Copy verbatim the block of lines in the entries below whose first line contains "Target: dish soap bottle" and whose last line contains "Target: ceiling air vent". Leave out all other lines.

*****

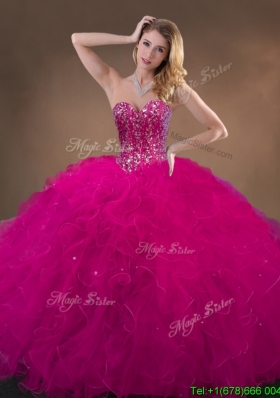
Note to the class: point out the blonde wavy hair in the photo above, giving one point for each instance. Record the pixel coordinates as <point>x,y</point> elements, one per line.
<point>170,73</point>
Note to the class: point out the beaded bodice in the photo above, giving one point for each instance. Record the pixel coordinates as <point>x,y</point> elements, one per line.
<point>142,134</point>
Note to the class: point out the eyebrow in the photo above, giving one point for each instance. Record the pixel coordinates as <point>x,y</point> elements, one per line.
<point>151,43</point>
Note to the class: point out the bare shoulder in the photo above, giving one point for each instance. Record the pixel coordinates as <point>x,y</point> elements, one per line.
<point>182,94</point>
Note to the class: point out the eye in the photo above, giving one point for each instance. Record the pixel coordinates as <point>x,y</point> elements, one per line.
<point>160,49</point>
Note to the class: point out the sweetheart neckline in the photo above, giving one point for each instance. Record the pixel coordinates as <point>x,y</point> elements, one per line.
<point>153,100</point>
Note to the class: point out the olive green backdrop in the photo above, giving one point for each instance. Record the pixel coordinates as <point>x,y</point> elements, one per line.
<point>49,101</point>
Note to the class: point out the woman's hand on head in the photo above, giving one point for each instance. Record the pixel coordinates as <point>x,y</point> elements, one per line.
<point>144,21</point>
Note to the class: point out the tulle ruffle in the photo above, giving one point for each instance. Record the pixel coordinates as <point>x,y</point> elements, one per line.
<point>138,283</point>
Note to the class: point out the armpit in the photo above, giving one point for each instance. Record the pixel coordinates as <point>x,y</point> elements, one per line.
<point>182,94</point>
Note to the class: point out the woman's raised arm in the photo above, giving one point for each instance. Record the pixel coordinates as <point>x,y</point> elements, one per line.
<point>99,70</point>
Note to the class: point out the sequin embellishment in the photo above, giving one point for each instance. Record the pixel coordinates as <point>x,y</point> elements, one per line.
<point>142,134</point>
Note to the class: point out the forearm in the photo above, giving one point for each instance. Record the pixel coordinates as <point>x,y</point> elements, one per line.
<point>200,139</point>
<point>99,39</point>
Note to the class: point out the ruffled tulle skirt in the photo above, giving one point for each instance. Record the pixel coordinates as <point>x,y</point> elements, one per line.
<point>138,283</point>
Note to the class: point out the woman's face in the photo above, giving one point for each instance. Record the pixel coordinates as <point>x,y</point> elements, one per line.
<point>152,47</point>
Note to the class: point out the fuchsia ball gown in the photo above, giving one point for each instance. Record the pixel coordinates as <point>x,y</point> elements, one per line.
<point>117,277</point>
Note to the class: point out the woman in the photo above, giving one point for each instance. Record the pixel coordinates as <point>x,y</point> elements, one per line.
<point>119,276</point>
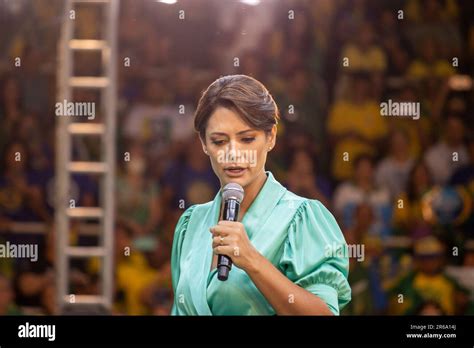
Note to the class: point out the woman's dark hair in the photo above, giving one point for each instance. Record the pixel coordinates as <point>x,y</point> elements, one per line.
<point>240,93</point>
<point>411,188</point>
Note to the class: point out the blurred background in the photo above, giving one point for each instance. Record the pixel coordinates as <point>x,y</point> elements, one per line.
<point>402,187</point>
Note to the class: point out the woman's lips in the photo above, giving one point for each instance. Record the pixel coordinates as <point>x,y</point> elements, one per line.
<point>234,171</point>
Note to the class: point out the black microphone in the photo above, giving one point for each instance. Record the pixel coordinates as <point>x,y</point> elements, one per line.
<point>232,195</point>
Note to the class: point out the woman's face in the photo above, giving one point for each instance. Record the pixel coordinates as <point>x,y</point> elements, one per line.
<point>237,151</point>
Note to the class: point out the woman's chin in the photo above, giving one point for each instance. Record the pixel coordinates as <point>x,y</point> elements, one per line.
<point>238,178</point>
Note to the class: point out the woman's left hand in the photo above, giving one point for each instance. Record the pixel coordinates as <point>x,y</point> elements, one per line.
<point>230,239</point>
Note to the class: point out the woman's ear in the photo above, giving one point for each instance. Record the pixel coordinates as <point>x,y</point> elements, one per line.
<point>272,137</point>
<point>204,147</point>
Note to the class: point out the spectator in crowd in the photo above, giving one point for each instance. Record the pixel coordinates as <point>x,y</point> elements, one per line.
<point>427,282</point>
<point>20,199</point>
<point>408,215</point>
<point>350,135</point>
<point>133,273</point>
<point>448,154</point>
<point>392,171</point>
<point>138,197</point>
<point>363,189</point>
<point>303,178</point>
<point>7,296</point>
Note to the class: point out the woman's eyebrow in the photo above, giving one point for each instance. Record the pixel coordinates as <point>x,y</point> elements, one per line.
<point>238,133</point>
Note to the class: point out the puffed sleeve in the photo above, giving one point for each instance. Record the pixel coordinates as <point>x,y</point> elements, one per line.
<point>309,258</point>
<point>179,233</point>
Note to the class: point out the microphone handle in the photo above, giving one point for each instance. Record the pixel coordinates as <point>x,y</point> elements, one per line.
<point>224,263</point>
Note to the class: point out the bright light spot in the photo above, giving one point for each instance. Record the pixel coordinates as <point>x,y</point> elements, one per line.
<point>251,2</point>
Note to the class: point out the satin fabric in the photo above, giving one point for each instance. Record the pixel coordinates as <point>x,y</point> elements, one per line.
<point>297,235</point>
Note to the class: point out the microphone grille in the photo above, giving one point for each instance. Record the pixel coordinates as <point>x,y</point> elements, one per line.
<point>233,190</point>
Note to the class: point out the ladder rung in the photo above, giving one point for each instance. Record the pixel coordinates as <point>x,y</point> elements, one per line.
<point>91,1</point>
<point>85,251</point>
<point>88,82</point>
<point>83,44</point>
<point>86,128</point>
<point>87,167</point>
<point>84,299</point>
<point>85,212</point>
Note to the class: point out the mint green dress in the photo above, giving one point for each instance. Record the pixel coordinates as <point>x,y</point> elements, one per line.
<point>292,232</point>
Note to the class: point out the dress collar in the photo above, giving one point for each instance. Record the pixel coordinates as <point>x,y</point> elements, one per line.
<point>261,207</point>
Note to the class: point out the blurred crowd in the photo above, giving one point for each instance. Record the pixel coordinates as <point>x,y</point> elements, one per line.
<point>402,187</point>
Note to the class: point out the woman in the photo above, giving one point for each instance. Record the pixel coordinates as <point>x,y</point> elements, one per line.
<point>283,246</point>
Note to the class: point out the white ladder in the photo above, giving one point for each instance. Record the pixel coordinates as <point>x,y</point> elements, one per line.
<point>66,129</point>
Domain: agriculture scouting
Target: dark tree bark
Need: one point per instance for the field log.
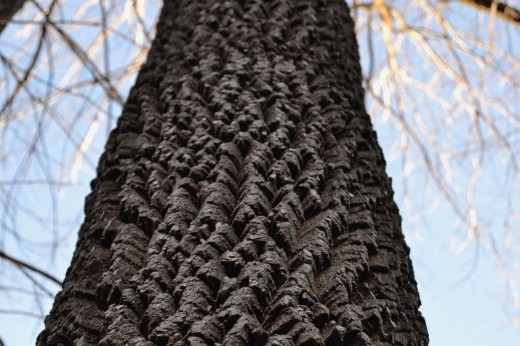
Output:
(242, 198)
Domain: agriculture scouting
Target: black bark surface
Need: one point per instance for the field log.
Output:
(242, 198)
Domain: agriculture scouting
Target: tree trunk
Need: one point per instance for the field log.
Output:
(242, 198)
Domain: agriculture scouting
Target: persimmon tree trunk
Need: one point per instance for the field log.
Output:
(242, 198)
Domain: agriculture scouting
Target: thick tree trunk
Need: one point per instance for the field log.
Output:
(242, 198)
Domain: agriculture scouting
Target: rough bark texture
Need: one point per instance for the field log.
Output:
(243, 197)
(8, 8)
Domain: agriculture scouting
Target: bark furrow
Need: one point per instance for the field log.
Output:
(242, 198)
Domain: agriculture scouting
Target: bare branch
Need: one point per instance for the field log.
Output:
(24, 265)
(7, 11)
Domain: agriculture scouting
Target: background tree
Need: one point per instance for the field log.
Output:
(437, 151)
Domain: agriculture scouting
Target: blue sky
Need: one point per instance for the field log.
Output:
(460, 309)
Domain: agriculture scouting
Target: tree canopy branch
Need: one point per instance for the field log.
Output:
(22, 264)
(7, 11)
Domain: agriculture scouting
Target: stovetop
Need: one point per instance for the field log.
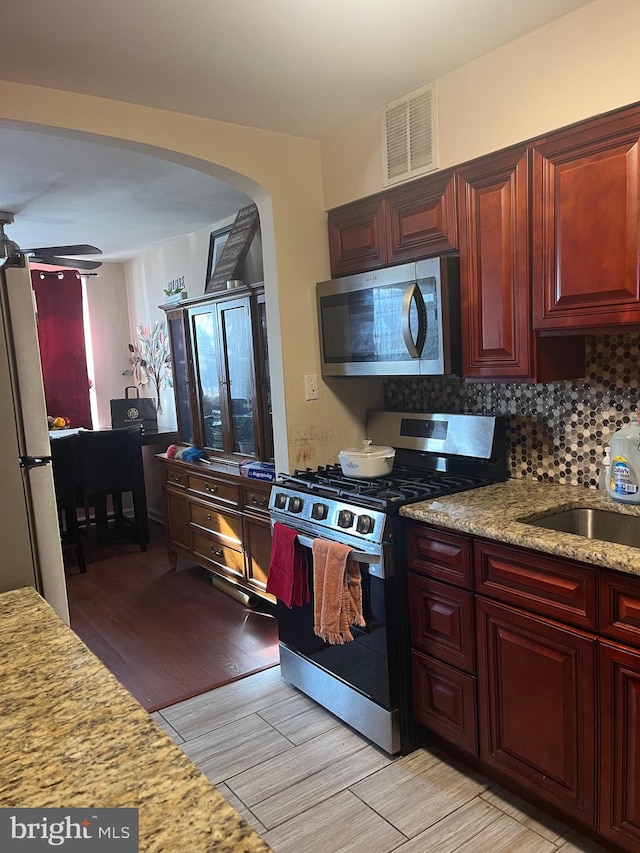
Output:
(436, 455)
(404, 485)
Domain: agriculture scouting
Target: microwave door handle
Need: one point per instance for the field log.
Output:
(413, 293)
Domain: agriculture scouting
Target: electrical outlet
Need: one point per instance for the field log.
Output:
(311, 387)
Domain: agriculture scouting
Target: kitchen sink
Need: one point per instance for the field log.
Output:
(593, 524)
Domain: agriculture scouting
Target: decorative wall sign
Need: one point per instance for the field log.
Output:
(236, 246)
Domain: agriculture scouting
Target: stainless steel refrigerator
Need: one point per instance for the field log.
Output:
(30, 550)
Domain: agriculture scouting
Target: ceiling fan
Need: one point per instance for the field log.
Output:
(58, 256)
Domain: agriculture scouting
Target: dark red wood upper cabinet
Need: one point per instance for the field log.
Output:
(421, 218)
(357, 237)
(498, 341)
(493, 202)
(586, 253)
(413, 221)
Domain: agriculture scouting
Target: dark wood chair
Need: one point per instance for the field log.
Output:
(66, 479)
(110, 468)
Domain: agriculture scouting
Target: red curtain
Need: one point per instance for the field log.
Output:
(62, 346)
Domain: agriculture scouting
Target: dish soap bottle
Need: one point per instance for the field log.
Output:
(624, 482)
(605, 471)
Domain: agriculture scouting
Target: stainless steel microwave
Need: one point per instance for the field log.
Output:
(397, 321)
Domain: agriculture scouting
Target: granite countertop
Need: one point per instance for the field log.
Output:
(493, 512)
(73, 737)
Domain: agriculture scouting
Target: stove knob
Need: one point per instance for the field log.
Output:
(365, 524)
(295, 504)
(319, 511)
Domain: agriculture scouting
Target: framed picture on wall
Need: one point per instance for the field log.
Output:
(216, 245)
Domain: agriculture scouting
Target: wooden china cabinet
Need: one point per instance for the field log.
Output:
(215, 517)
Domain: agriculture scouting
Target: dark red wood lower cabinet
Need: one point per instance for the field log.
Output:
(620, 745)
(444, 700)
(536, 686)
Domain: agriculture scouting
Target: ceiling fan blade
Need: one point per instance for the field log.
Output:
(71, 263)
(80, 249)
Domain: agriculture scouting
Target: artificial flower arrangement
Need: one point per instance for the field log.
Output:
(150, 359)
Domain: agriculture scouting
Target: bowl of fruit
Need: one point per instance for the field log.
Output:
(58, 423)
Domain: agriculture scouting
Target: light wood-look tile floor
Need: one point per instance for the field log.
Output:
(306, 782)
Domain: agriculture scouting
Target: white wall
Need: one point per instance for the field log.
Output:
(109, 323)
(581, 65)
(282, 174)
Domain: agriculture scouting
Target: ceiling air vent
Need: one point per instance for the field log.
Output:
(410, 136)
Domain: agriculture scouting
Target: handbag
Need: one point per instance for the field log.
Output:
(129, 411)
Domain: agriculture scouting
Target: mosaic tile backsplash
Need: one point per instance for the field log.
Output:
(556, 431)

*****

→ **Output for this exercise**
Target: dish soap bottle
Need: one point per instance for the field log.
Output:
(624, 482)
(605, 471)
Domain: agriculture scouting
Target: stainless steel microwave
Need: one point per instance for the field log.
Output:
(397, 321)
Domain: agriculture scouting
Target: granite countertop
Need: one point per instance for the field log.
Output:
(493, 512)
(73, 737)
Domain: agriculture scouting
Target: stove knob
Need: one point per instance for the field log.
Output:
(365, 524)
(295, 504)
(319, 511)
Domain: agriculture scouting
Target: framed picture on wall
Need: one point per instance for the field log.
Output:
(216, 245)
Domain: agriculture scouting
Target: wooden china cabinet
Need: one point per instance for the field log.
Output:
(215, 517)
Domain: agriculture scouting
Target: dark red wood lower cabinet
Need: one point per instance for the field log.
Output:
(620, 745)
(444, 700)
(536, 686)
Domain: agriculture scouting
Target: ceiling fan blade
Need: one point per instance for the field log.
Output:
(71, 263)
(80, 249)
Domain: agriculture scouting
Target: artificial flower arrangement
Need: one point per instance for the field log.
Output:
(150, 359)
Domain: agriculture scouting
Target: bowl of fruit
Need: one point per instance for the field log.
Output:
(58, 423)
Domain: agriculture scouting
Target: light wood-look tile floor
Need: one point per instance for the field log.
Output:
(306, 782)
Domain: agriculture scouting
Target: white wall
Need: one point per instance for the field log.
Output:
(109, 323)
(581, 65)
(282, 174)
Domain: agriculture scouting
Target: ceiling air vent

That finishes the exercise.